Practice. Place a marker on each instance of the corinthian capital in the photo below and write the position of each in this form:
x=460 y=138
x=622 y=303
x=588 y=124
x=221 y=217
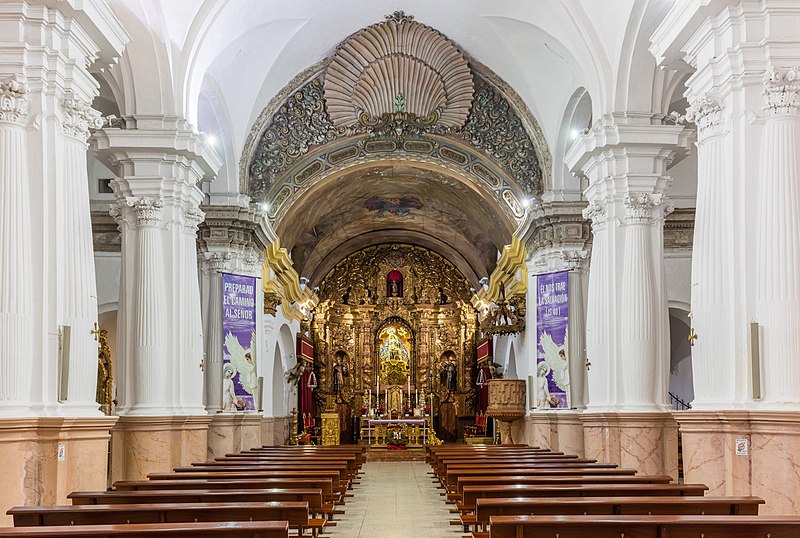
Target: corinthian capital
x=13 y=100
x=192 y=218
x=639 y=207
x=79 y=117
x=705 y=112
x=146 y=210
x=596 y=212
x=782 y=91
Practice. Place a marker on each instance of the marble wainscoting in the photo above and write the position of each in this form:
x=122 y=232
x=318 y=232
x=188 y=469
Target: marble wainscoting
x=771 y=467
x=557 y=430
x=31 y=472
x=153 y=444
x=233 y=432
x=275 y=430
x=633 y=440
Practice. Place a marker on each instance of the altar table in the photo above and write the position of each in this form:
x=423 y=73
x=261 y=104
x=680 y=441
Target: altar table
x=405 y=424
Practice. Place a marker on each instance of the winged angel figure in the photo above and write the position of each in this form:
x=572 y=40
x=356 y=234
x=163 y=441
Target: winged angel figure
x=242 y=360
x=556 y=358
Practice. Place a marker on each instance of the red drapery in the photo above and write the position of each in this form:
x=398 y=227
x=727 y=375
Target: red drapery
x=305 y=354
x=483 y=392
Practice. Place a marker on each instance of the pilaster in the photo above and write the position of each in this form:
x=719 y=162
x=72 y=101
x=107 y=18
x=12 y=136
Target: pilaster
x=743 y=97
x=232 y=240
x=626 y=158
x=558 y=238
x=55 y=271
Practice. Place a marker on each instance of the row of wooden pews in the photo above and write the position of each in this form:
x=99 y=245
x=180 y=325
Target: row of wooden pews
x=264 y=492
x=528 y=492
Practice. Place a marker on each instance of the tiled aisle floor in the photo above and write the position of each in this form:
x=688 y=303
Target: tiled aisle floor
x=395 y=500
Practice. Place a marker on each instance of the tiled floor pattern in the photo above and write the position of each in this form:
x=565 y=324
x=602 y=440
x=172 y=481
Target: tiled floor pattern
x=395 y=500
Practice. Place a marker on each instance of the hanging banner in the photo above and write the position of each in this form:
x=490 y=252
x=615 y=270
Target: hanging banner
x=239 y=378
x=552 y=361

.....

# Written problem:
Output a faithful copy of the data, with each picture left out.

# Answer to the task:
Practice. Place a marker on each instance of the corinthian capital in the photo below and write the position of each in this form:
x=460 y=138
x=622 y=303
x=588 y=124
x=221 y=217
Target: corinthian capital
x=13 y=100
x=192 y=218
x=639 y=207
x=79 y=117
x=705 y=112
x=146 y=210
x=596 y=212
x=782 y=91
Practice. Place a marker on each instance of the marble wainscoting in the photo above and write the position of each in this form:
x=122 y=232
x=318 y=232
x=188 y=469
Target: marble wainscoting
x=771 y=467
x=557 y=430
x=31 y=472
x=153 y=444
x=233 y=432
x=275 y=430
x=633 y=440
Practice. Place a marker on each instance of the altar table in the photo above and write the position of each in this form:
x=423 y=73
x=261 y=104
x=680 y=441
Target: altar table
x=405 y=424
Practice. Place a marker on each instance of the winged angel figure in the photo above and write the position of each in this form:
x=572 y=40
x=356 y=234
x=163 y=441
Target: winged angel figure
x=242 y=360
x=556 y=358
Practice. Place a marker on each instance of the red drapery in the photo above and write the position of each in this form:
x=398 y=227
x=727 y=375
Target: red drapery
x=305 y=354
x=483 y=392
Practice. Place a marker on each instance of the pilaster in the photo above and write the position of each in this form:
x=719 y=162
x=72 y=101
x=107 y=18
x=12 y=136
Target: pilaster
x=743 y=97
x=232 y=240
x=626 y=158
x=558 y=238
x=55 y=271
Practice. Place a marker on each instance of the row of wooden pews in the photo above and write the position of each in this form:
x=99 y=245
x=180 y=325
Target: row of wooden pews
x=264 y=492
x=528 y=492
Practice. Place a marker on each instance of the tiled aisle floor in the photo above and write the position of each in this form:
x=688 y=303
Target: tiled aisle floor
x=395 y=500
Practice. Place a marker on each instance of the tiled floor pattern in the photo above and write the position of each in this form:
x=565 y=324
x=602 y=440
x=172 y=481
Target: tiled floor pattern
x=395 y=500
Practice. Place a marker on each instance of the hanging banner in the photo above and write the position of each in this form:
x=490 y=252
x=615 y=270
Target: hanging banner
x=239 y=378
x=552 y=361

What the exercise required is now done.